** Opening Records block **

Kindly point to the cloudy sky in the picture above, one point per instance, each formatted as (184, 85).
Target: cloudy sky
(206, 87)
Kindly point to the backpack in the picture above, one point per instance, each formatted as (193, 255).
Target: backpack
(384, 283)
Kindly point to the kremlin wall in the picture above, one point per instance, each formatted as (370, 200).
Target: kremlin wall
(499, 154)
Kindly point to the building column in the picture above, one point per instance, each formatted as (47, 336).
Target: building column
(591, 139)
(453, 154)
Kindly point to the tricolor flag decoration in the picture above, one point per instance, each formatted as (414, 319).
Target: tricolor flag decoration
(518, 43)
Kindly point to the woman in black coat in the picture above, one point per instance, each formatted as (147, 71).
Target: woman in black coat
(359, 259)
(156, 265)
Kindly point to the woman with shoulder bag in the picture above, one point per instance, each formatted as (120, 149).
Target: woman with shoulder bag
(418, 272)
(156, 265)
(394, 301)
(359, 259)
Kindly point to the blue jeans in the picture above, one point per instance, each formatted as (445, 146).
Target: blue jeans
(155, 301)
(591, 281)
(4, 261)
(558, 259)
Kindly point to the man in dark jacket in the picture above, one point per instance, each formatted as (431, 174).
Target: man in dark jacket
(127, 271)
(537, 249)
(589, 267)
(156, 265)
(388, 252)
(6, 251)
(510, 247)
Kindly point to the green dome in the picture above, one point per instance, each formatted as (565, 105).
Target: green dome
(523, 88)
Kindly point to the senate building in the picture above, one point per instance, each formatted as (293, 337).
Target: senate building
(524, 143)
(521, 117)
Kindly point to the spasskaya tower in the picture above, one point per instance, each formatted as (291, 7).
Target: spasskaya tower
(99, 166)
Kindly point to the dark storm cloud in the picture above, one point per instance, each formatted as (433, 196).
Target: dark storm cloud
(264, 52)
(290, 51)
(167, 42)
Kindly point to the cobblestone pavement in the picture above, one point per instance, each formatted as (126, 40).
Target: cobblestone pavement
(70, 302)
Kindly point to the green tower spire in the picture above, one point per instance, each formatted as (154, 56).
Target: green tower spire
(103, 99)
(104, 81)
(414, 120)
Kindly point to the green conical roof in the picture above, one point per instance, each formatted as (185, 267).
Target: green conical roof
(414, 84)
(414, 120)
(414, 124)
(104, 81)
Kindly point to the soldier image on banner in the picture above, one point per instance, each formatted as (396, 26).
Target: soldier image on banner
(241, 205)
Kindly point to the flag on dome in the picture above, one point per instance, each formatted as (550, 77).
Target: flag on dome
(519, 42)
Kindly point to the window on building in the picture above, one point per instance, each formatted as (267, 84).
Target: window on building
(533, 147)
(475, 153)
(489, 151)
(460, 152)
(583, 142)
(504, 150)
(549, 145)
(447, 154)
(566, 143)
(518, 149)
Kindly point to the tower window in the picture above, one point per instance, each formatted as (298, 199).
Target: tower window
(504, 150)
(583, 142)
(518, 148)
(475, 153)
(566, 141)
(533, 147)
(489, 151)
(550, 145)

** Closing Records block **

→ **Activity**
A verbatim copy of all the entries is the expected result.

→ **Response**
Kindly point to the cloudy sky in the picture above, one point per instance, each formatted as (184, 85).
Target: cloudy sky
(206, 87)
Kindly point to the backpack in the picture above, one point per instance, each formatted as (193, 255).
Target: backpack
(384, 283)
Kindly point to the kremlin wall in the picture above, one point per instance, each formatted as (370, 200).
Target: kremlin wall
(499, 154)
Kindly point to the building column in the picture above, one point per instance, each formatted as (47, 336).
Target: building column
(591, 139)
(453, 154)
Kindly point to the tricolor flag decoration in the picture above, one point per instance, each formatted as (414, 319).
Target: tricolor flag decoration
(518, 43)
Kindly point to the woman in black coat in the picture above, one point per instance, each formatted as (147, 71).
Target: woman in black coat
(359, 259)
(156, 265)
Kindly point to the woman with shoulder bag in the picture above, one point per instance, each formatted as (120, 149).
Target: woman with shoulder bag
(418, 272)
(156, 265)
(394, 301)
(359, 259)
Kindly point to the blue jeans in the picture above, one point per instance, each formatted as (445, 146).
Target: blue jeans
(155, 301)
(591, 281)
(4, 261)
(558, 259)
Kindly point to the man in dark jacket in the picture above, one point per instance, each formatted as (431, 174).
Target: man in dark jacket
(127, 271)
(537, 249)
(589, 267)
(156, 265)
(388, 252)
(6, 251)
(510, 247)
Kindly point to the green dome in the picture above, one point per instance, each formatted as (565, 105).
Target: green dome
(523, 88)
Kindly point to the senate building in the picture above, one point per instance, each formatted as (293, 337).
Target: senate building
(524, 143)
(521, 117)
Kindly point to the spasskaya tower in the picture above, one point per instance, each formatted as (291, 7).
Target: spasskaya tower
(99, 166)
Kindly point to the dark storm cloud in the picture above, one point per instance, each formatted as (433, 196).
Target: dark storm cloud
(264, 52)
(290, 51)
(167, 42)
Kindly point to the cobblestone pavement in the picture above, one point per instance, each formatted as (126, 40).
Target: cobblestone pavement
(70, 302)
Kindly point to the green tower spire in the picture above, one point per instance, each formatted as (154, 56).
Target: green tower spire
(103, 99)
(104, 81)
(414, 120)
Kindly point to the green conical roof in the picture above, one point per instance, each formatted as (185, 267).
Target: green conical roof
(414, 84)
(414, 120)
(414, 124)
(104, 81)
Kindly point to the soldier image on banner in the picture above, one point per instance, each formatted as (396, 26).
Target: soldier image on banner
(241, 205)
Kindly point to the flag on dome in the picture above, one point per instance, each formatted as (550, 77).
Target: flag on dome
(519, 42)
Kindly point to the window on building in the picture above, one point per instance, each formatted as (267, 84).
Target: window on building
(533, 147)
(475, 153)
(489, 151)
(460, 152)
(583, 142)
(504, 150)
(549, 145)
(447, 154)
(566, 143)
(518, 149)
Kindly point to the tower window in the picture above, one point per instance, each formatted as (298, 199).
Target: tower window
(504, 150)
(583, 142)
(518, 148)
(475, 153)
(566, 141)
(533, 147)
(489, 151)
(550, 145)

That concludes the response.